[Point labels for objects]
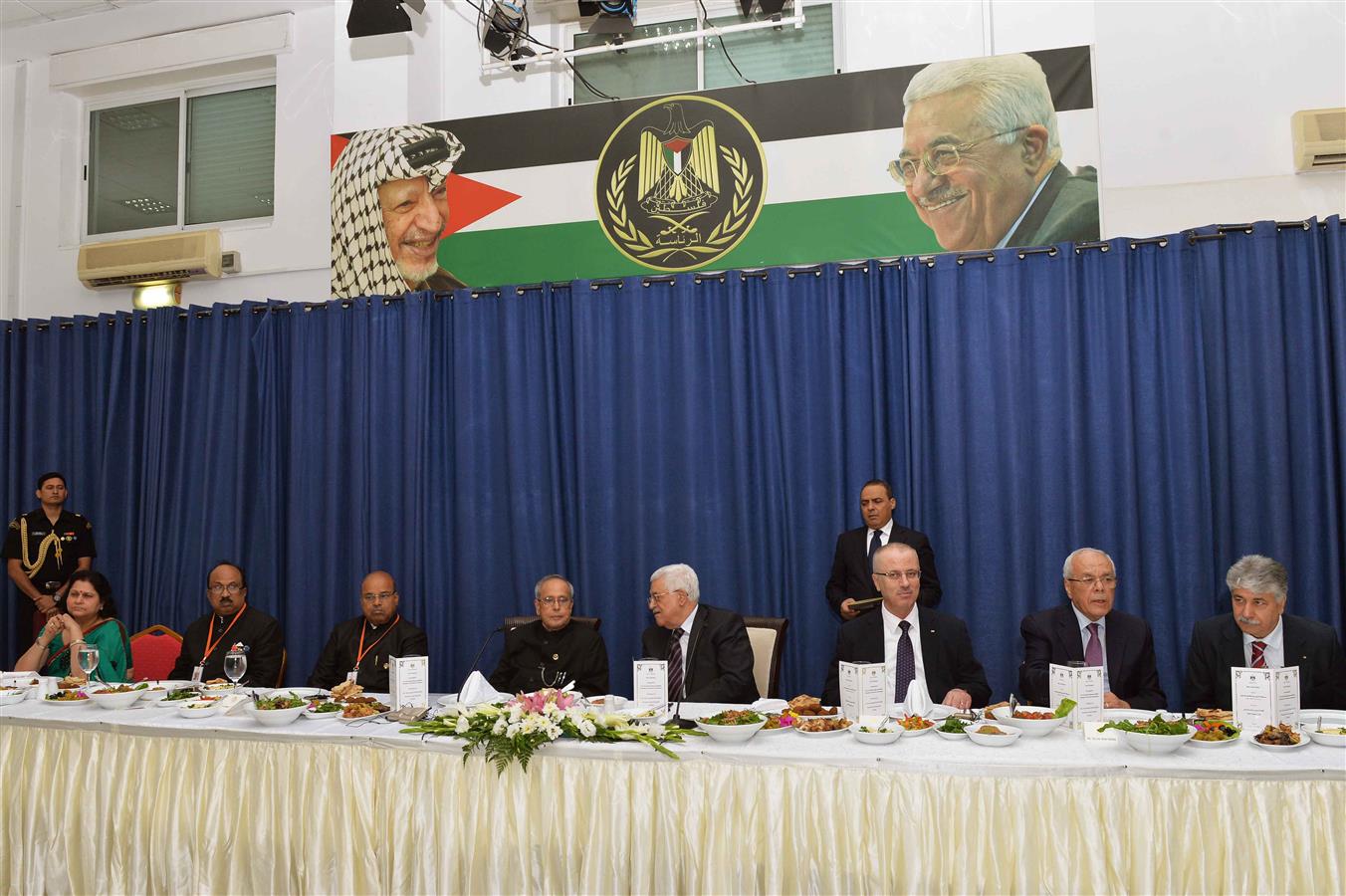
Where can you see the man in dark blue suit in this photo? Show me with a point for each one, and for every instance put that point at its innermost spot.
(911, 642)
(707, 649)
(1260, 634)
(852, 576)
(1092, 631)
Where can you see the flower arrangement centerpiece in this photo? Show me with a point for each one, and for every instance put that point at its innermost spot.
(515, 731)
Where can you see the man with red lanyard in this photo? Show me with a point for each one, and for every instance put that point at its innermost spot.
(358, 649)
(232, 620)
(42, 550)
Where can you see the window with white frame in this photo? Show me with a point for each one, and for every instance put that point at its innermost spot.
(693, 64)
(193, 157)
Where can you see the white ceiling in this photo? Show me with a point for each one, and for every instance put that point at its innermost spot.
(22, 12)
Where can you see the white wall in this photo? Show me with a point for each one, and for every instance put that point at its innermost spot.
(1194, 103)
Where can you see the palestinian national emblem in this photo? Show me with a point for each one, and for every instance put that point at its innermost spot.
(675, 195)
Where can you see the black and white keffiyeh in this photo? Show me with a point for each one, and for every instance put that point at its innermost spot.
(362, 261)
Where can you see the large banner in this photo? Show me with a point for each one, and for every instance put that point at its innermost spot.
(966, 155)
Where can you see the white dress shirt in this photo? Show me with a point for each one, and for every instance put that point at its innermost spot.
(891, 635)
(1275, 651)
(1102, 640)
(683, 632)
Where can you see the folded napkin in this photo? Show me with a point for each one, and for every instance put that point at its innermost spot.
(918, 700)
(478, 690)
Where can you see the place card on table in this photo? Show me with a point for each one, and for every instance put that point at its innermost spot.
(864, 690)
(652, 682)
(1264, 696)
(1084, 685)
(408, 681)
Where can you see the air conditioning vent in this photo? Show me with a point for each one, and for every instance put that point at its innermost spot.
(1319, 138)
(180, 256)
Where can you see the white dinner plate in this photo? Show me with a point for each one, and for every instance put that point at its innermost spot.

▶ _Requirements_
Please rewrite all of the material above as a numbered list, skipping any blank lines and leaving out the pictures.

▶ _Full output_
1. Where can you see the man in dark blue suit in this photo? Show me with a point for each one, and for every instance put that point at its innermost spot.
2. (911, 642)
3. (707, 649)
4. (1260, 634)
5. (852, 576)
6. (1092, 631)
7. Where can you see the flower arrangement centerpiece in this photo? Show me with a point for each one, and for every instance put that point at its innermost spot.
8. (515, 731)
9. Where can you see the man with red lanyard in this photo? Show me with a point for each one, and for every instance put that point at its innermost spot.
10. (358, 649)
11. (232, 620)
12. (42, 550)
13. Where can you see the window with white frame in this photo? Show me with a point for each one, and for every instance put that point at its innermost spot.
14. (693, 64)
15. (193, 157)
16. Where can you see the white ceiling in this photo? Show me with a point for each one, and for every instance put that point at its innermost spot.
17. (22, 12)
18. Where can you see the white wall in this photo? Show me with a point for each one, and for every instance put that point at its innermost spot.
19. (1194, 103)
20. Where can you see the palestinian national emblem in this photo? Show me with a point for each one, and for every instance put that point at its innermost spot.
21. (675, 195)
22. Where can you see the black and white keffiyeh in this photo? Show me with a point for each one, and for every instance put that point at its innermost spot.
23. (362, 261)
24. Where can you see the large banner in this photo? Show me with a point for each one, and for every instance put that point at its innermost spot.
25. (966, 155)
26. Where can you see the white dress shirt in this photo? Show me with a point for each one, and for every instance put that point at its innermost spot.
27. (891, 635)
28. (1275, 651)
29. (1102, 640)
30. (683, 632)
31. Where can you see the folded napkin in this photo? Show me with a point for each one, and for every instance put that point at its innermost spot.
32. (918, 700)
33. (478, 690)
34. Where can you see the place card on table in this photo? Show me with a point for each one, and for every instance put that point at its innermost spot.
35. (864, 690)
36. (652, 682)
37. (1264, 696)
38. (1084, 685)
39. (408, 681)
40. Where can you see the air conditioning vent in this photo? Show me with a point for each one, and for every instance put that point at its innermost spot.
41. (1319, 138)
42. (180, 256)
43. Where can you see the white dinner plate in this photo? Show me with a point for each one, and for every instance put that point at its innermost spot.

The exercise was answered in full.